Take from the material every line that contains the word "below".

** RECORDS SUPPLIED follows **

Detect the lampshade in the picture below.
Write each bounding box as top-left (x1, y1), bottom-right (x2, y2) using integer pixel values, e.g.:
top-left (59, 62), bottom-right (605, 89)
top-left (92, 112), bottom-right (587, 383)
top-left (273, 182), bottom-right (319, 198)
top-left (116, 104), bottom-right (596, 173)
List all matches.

** End of RECORDS SUPPLIED **
** RECORDS SUPPLIED follows **

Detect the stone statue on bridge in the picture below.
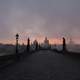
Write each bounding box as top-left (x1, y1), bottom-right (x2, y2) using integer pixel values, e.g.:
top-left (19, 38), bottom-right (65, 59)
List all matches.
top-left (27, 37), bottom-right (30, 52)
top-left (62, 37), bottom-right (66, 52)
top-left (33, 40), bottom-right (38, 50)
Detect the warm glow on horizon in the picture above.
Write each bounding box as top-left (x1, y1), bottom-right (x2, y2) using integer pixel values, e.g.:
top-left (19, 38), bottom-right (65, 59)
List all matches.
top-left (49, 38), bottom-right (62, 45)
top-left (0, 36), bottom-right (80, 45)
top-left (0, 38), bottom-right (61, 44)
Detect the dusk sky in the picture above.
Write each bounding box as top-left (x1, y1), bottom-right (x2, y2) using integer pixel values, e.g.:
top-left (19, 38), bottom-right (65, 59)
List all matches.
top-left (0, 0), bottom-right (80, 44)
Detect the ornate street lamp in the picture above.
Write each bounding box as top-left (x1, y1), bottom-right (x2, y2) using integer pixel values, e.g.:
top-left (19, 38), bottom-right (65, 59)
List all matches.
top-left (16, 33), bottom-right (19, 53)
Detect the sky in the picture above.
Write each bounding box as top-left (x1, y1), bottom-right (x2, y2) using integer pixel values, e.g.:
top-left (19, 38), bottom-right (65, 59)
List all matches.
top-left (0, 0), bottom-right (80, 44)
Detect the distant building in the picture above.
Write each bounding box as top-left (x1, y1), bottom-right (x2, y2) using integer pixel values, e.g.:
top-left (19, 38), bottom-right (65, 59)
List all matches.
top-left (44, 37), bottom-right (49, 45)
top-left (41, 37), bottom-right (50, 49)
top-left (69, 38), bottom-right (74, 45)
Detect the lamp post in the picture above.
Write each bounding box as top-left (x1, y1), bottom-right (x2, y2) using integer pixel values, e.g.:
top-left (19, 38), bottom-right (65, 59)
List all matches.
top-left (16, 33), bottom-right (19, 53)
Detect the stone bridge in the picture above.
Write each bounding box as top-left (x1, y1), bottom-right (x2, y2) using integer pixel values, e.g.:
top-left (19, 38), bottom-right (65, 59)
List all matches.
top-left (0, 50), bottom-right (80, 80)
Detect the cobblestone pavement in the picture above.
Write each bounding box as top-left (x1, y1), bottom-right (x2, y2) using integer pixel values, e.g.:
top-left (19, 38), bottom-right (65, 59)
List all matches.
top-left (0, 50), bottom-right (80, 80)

** End of RECORDS SUPPLIED **

__RESULT OF THE TASK__.
Detect the lampshade in the picture below.
Detect the stone statue on bridge in the picture below.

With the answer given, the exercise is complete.